List every line in the listing below that contains the word "tower".

(Records from a point-labeling set)
+ + +
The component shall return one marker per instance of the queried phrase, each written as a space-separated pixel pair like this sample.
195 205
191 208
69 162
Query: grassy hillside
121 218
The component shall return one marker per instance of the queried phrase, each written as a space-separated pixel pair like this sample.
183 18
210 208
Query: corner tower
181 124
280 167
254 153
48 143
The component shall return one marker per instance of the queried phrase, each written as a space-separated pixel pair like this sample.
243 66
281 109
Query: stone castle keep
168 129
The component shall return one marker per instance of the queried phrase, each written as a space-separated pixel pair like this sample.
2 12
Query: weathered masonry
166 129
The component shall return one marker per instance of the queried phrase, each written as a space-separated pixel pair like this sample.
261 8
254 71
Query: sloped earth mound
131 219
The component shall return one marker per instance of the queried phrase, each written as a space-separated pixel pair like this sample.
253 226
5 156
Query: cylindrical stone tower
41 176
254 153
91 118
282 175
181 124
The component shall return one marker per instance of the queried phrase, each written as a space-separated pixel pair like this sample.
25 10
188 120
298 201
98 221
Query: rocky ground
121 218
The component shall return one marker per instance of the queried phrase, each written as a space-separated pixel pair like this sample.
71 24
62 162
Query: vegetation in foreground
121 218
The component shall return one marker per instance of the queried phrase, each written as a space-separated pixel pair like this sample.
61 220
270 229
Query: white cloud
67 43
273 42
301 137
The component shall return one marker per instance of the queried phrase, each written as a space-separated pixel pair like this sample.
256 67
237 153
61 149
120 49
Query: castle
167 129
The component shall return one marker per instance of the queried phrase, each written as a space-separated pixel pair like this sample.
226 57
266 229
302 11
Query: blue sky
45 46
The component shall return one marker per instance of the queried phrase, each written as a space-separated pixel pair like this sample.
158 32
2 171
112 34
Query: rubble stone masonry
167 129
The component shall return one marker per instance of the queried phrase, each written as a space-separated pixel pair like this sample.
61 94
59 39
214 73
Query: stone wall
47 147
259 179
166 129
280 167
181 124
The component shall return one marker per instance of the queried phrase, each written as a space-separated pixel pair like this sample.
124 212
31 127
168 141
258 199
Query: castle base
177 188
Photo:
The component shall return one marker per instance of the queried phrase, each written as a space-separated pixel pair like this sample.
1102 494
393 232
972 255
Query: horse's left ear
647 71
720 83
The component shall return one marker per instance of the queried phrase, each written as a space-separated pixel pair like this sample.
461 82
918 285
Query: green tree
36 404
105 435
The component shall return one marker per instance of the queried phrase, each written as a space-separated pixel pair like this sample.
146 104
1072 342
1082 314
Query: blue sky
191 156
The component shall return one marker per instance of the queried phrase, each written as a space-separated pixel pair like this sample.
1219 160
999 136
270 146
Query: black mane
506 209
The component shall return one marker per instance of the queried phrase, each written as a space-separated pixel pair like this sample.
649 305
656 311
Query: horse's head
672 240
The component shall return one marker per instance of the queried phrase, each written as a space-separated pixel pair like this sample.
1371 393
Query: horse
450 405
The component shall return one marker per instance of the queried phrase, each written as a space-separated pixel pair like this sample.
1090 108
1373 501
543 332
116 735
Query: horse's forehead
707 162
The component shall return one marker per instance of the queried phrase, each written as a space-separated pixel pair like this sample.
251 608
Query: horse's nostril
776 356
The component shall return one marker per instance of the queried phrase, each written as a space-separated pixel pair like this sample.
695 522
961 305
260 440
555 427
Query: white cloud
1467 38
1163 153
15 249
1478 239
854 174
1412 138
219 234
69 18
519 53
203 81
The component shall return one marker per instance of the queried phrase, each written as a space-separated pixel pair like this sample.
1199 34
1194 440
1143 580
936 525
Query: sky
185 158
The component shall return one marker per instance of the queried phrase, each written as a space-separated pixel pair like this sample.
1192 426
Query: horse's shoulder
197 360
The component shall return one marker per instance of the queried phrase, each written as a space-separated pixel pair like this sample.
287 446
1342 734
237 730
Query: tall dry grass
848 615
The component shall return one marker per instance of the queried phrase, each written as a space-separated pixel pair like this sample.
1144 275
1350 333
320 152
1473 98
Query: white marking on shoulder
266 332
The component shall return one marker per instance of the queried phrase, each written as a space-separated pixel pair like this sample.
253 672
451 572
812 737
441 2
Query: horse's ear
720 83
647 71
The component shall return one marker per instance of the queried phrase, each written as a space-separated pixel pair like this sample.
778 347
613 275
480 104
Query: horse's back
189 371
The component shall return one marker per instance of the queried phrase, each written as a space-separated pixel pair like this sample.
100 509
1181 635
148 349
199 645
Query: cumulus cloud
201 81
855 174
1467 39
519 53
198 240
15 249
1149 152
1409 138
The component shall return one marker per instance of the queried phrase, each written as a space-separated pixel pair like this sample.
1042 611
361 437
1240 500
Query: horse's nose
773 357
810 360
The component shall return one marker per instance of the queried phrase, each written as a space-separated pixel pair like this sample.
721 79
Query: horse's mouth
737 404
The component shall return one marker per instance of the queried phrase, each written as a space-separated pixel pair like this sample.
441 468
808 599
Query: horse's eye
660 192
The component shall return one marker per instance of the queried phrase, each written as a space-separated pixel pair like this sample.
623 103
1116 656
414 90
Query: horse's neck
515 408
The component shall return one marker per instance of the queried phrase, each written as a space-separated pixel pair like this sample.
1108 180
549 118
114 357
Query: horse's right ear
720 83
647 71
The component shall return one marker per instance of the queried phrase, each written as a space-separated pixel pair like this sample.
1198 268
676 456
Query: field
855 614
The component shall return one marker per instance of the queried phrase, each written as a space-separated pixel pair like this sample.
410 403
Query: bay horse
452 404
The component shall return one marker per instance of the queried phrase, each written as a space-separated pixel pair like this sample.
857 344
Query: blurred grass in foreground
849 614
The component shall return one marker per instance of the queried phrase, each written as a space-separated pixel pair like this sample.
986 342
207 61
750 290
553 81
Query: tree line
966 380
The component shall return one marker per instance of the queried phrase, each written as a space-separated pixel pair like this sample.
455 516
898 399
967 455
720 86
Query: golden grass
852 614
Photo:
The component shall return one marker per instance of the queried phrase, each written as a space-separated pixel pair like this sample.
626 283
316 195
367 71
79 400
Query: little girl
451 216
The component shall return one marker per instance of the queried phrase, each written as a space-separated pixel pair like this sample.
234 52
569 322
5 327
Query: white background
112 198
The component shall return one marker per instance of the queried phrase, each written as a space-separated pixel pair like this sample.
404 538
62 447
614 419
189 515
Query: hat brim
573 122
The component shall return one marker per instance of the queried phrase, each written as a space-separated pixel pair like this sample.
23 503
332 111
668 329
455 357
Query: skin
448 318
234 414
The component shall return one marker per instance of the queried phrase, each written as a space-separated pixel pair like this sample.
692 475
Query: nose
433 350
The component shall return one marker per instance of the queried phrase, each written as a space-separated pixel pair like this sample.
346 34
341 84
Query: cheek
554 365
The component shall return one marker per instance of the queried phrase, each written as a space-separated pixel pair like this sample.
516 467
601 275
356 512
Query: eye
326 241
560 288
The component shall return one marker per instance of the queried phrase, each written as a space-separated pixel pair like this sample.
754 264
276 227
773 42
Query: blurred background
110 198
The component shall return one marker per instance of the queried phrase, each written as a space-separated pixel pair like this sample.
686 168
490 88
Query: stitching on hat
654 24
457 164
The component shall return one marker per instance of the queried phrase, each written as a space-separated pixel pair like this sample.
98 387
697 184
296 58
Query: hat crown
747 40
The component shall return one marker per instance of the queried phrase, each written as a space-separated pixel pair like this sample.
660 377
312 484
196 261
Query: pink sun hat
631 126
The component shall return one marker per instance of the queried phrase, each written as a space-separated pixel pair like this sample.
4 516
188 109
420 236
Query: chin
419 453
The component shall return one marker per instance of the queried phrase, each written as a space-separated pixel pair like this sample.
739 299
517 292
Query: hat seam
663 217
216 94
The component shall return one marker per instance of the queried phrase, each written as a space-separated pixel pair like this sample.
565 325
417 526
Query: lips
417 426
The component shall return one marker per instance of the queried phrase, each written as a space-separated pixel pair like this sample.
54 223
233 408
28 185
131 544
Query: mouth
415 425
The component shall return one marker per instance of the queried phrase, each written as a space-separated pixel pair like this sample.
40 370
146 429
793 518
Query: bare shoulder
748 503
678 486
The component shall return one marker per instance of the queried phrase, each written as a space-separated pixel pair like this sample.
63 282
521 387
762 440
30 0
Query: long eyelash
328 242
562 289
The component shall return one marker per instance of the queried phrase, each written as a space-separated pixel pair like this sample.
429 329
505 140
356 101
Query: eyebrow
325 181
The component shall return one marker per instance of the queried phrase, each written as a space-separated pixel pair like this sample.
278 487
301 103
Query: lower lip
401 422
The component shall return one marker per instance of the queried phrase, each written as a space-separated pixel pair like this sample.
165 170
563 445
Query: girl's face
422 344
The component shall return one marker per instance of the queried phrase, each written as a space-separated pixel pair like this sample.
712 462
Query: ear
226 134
+ + +
_EXERCISE ANSWER:_
Query: corner tower
Query: cylindrical stone tower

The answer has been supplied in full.